Ketentuan Tugas:
a) Dalam artikel tentang politikus amnesia, siapa yang melaporkan tudingan gratifikasi kepada Susilo Bambang Yudhoyono?
b) Salin kata demi kata bagian artikel tentang politikus amnesia yang diawali dengan kata-kata "Relevansi ungkapan tertimpa" dan diakhiri dengan "sebagai penderita amnesia.".
c) Apakah pernyataan-pernyataan berikut sesuai dengan artikel tentang politikus amnesia? Jawab ya atau tidak untuk masing-masing, disertai kutipan persis kata-kata penentunya dari artikel. (i) Nazaruddin adalah mantan Bendahara Umum DPP Partai Demokrat. (ii) Menurut Sumarni, Nunun mengidap amnesia. (iii) Syaukani HR adalah terpidana 6 tahun kasus korupsi APBD.

Penggalan Dokumen:
Membedah Politikus Amnesia

BILA sangkaan yang membelitnya benar dilakukan maka yang dialami oleh Muhammad Nazaruddin, mantan Bendahara Umum DPP Partai Demokrat, ibarat peribahasa sudah jatuh tertimpa tangga. Belum selesai menyelamatkan diri dari tuduhan suap proyek wisma atlet SEA Games di Palembang, ia kembali mendapat sorotan atas kasus pemberian uang kepada Sekjen Mahkamah Konstitusi (MK) Janedjri M Gaffar. Tidak tanggung-tanggung tudingan gratifikasi itu dilaporkan oleh Ketua MK Mahfud MD kepada Susilo Bambang Yudhoyono, ketua dewan pembina partai itu.

Relevansi ungkapan tertimpa tangga pada diri Nazaruddin adalah bahwa tuduhan kedua yang dia lakukan memberikan afirmasi atas tuduhan sebelumnya. Itu artinya bahwa atas kasus terakhir yang disangkakan kepadanya, ia rawan terhadap julukan politikus bohong. Dalam sebuah dialog di televisi Mahfud bahkan menyebut Nazaruddin sebagai penderita amnesia.

Predikat amnesia ini menarik dikaji lebih dalam. Faktanya, cap yang seharusnya menjadi derita, noda, stigma buruk, justru ampuh menjadi bunker pengaman bagi beberapa orang besar di republik ini untuk lepas dari jerat hukum. Sebut saja, dari Nunun Nurbaeti Daradjatun, salah satu tersangka dalam kasus suap pemilihan Deputi Senior Gubernur BI, mantan Bupati Kutai Kertanegara (Kukar) Syaukani HR terpidana 6 tahun kasus korupsi APBD, hingga Presiden Soeharto.

Terkait derita Nunun dicap amnesia, sering disuarakan keluarganya, termasuk Adang Daradjatun, suaminya, yang juga mantan Wakapolri. Tapi Sumarni, mantan sekretaris pribadi Nunun dalam kesaksian di persidangan kasus dugaan suap pada pemilihan Deputi Senior Gubernur BI menegaskan bekas bosnya itu hanya mengidap vertigo. (SM, 29/05/11)
Sekadar untuk menyegarkan pengetahuan pembaca, amnesia atau sumbu pendek ingatan adalah kondisi terganggunya daya ingat seseorang. Penderita gagal mengoleksi pengalaman yang telah dilakukan. Kondisi ini umumnya disebabkan faktor organik atau faktor fungsional. Trauma, toksin obat, atau kecelakaan bisa menjadi penyebab organik terganggunya fungsi ingatan. Adapun faktor psikologis dominan menjadi pemicu bagi terganggunya fungsi memori otak secara fungsional.

Amnesia lebih dari sekadar ketidakmampuan memunculkan kembali ingatan masa lalu. Kondisi ini juga seringkali menyebabkan penderitanya mengalami ketidakmampuan menggambarkan peristiwa yang bakal dialami. Pada kondisi tertentu, penderita justru melakukan rekonstruksi peristiwa yang akan dialaminya berdasarkan (preferensi) rekaman pengalaman yang mereka alami.

Data Tersedia:

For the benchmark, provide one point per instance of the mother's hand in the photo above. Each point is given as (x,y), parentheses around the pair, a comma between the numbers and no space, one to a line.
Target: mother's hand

Jawaban Tersedia:
a) Ketua MK Mahfud MD.

b)
Relevansi ungkapan tertimpa tangga pada diri Nazaruddin adalah bahwa tuduhan kedua yang dia lakukan memberikan afirmasi atas tuduhan sebelumnya. Itu artinya bahwa atas kasus terakhir yang disangkakan kepadanya, ia rawan terhadap julukan politikus bohong. Dalam sebuah dialog di televisi Mahfud bahkan menyebut Nazaruddin sebagai penderita amnesia.

c)
(i) Ya: "Muhammad Nazaruddin, mantan Bendahara Umum DPP Partai Demokrat"
(ii) Tidak: "menegaskan bekas bosnya itu hanya mengidap vertigo"
(iii) Ya: "Syaukani HR terpidana 6 tahun kasus korupsi APBD"